----- DATA PROVIDED -----

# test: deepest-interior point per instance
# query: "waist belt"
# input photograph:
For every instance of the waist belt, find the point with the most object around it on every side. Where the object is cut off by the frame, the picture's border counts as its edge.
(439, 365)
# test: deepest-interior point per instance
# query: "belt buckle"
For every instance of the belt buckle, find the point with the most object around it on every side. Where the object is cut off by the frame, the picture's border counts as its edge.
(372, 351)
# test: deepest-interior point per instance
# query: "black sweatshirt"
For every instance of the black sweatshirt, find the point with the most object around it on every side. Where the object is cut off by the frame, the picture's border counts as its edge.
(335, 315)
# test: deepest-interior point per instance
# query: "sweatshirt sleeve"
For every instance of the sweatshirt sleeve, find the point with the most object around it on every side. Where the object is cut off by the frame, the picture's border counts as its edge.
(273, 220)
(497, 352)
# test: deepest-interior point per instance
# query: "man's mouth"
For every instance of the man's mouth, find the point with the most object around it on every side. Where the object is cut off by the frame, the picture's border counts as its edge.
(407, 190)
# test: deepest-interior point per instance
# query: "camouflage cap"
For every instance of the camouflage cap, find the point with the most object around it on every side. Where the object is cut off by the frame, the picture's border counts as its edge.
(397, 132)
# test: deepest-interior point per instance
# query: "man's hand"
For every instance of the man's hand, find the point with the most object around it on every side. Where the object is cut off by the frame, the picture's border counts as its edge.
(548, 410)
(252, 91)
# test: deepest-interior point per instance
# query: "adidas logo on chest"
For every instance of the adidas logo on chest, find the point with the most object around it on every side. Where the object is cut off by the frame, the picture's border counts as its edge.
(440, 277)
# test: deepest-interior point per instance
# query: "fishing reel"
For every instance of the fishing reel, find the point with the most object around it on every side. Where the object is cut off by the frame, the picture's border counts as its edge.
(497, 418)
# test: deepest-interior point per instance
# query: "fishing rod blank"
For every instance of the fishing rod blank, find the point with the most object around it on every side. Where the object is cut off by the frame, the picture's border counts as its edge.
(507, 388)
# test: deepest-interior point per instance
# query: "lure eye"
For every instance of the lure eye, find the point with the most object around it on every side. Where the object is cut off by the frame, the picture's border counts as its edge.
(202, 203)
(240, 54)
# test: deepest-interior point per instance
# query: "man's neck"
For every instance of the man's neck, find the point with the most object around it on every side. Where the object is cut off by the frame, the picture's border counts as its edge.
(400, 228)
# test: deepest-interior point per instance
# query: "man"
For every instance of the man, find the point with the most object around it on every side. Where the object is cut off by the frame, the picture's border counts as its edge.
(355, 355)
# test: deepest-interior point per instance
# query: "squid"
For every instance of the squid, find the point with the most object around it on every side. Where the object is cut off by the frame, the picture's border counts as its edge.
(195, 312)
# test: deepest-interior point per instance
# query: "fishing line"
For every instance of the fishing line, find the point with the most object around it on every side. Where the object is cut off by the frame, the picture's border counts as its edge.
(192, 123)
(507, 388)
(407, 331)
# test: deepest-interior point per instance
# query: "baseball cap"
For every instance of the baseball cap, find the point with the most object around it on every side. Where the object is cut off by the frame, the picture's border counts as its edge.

-----

### GIVEN EXERCISE:
Reproduce the records in full, exactly as written.

### SOLUTION FOR THIS EXERCISE:
# test: deepest-interior point per instance
# query: "waist belt"
# input photograph:
For every instance of the waist belt, find the point with the most object around it on every side. Where the object is cut off by the frame, the picture's border counts as its edge.
(439, 365)
# test: deepest-interior point per instance
# query: "belt buckle"
For every instance of the belt buckle, find the point with the most object around it on every side. Where the object is cut off by the frame, the picture's border counts as its edge.
(372, 351)
# test: deepest-interior point per instance
# query: "black sweatshirt"
For every instance of the black sweatshirt, find the point with the most object around it on every side. Where the object is cut off by the frame, the picture's border counts as its edge.
(335, 315)
# test: deepest-interior point per instance
# query: "sweatshirt sleeve"
For every instance of the sweatshirt sleeve, find the point with the most object around it on every side. Where the object is cut off by the frame, the picture's border counts as its edge.
(273, 220)
(497, 352)
# test: deepest-interior point per instance
# query: "man's mouth"
For every instance of the man's mouth, find the point with the most object around it on every side. Where the object is cut off by the frame, the picture's border counts as its edge.
(407, 190)
# test: deepest-interior point per instance
# query: "camouflage cap"
For every instance of the camouflage cap, find the point with the most object around it on every side. Where the object is cut off by the frame, the picture's border counts as its edge.
(397, 132)
# test: deepest-interior point per instance
# query: "man's hand"
For every instance of the man's hand, find the point with the most object around it on every side. Where the object is cut off by the frame, the picture's border counts as its edge.
(548, 410)
(252, 91)
# test: deepest-interior point per instance
# query: "adidas logo on chest"
For every instance of the adidas logo on chest, find the point with the most object around it on every side. Where the object is cut off by the frame, the picture's border counts as its edge.
(440, 277)
# test: deepest-interior point per instance
# query: "fishing reel"
For every instance of the fishing reel, find the point with the most object around it on every side. Where the object is cut off by the frame, the picture's border counts as its edge.
(497, 418)
# test: deepest-interior point per instance
# query: "fishing rod blank"
For every instance of the fishing rod blank, find the point with the most object around it on every side. Where the object is cut off by the frame, the picture's border counts as its edge.
(507, 388)
# test: deepest-interior point per instance
# query: "lure eye"
For every instance of the lure eye, find the point with the most object around it on every side. Where the object is cut off by the frame, the picture's border counts as its edge.
(202, 203)
(240, 54)
# test: deepest-interior point per instance
# query: "man's neck"
For every instance of the man's neck, find the point with the most object around it on every side. Where the object is cut off by the frame, the picture's border counts as its edge.
(400, 228)
# test: deepest-interior point per instance
# query: "man"
For every instance of the man, find the point with the most object around it on every side. Where the object is cut off by the frame, the picture's border counts as its edge.
(355, 355)
# test: deepest-interior point per instance
# query: "squid"
For every instance of the squid, find the point with the most object around it on every side. Where the object is cut off by the frame, the picture's border counts as its edge.
(195, 312)
# test: deepest-interior point per instance
# query: "fishing line"
For every instance of the fishing line, find the point with the most object around it on every side. Where the object is cut off by the frame, the picture's border counts as its edge.
(192, 123)
(507, 388)
(407, 331)
# test: deepest-interior point per instance
# query: "baseball cap"
For every instance of the baseball cap, find the point with the most object around it on every side. Where the object is cut off by the frame, the picture's border counts as its edge.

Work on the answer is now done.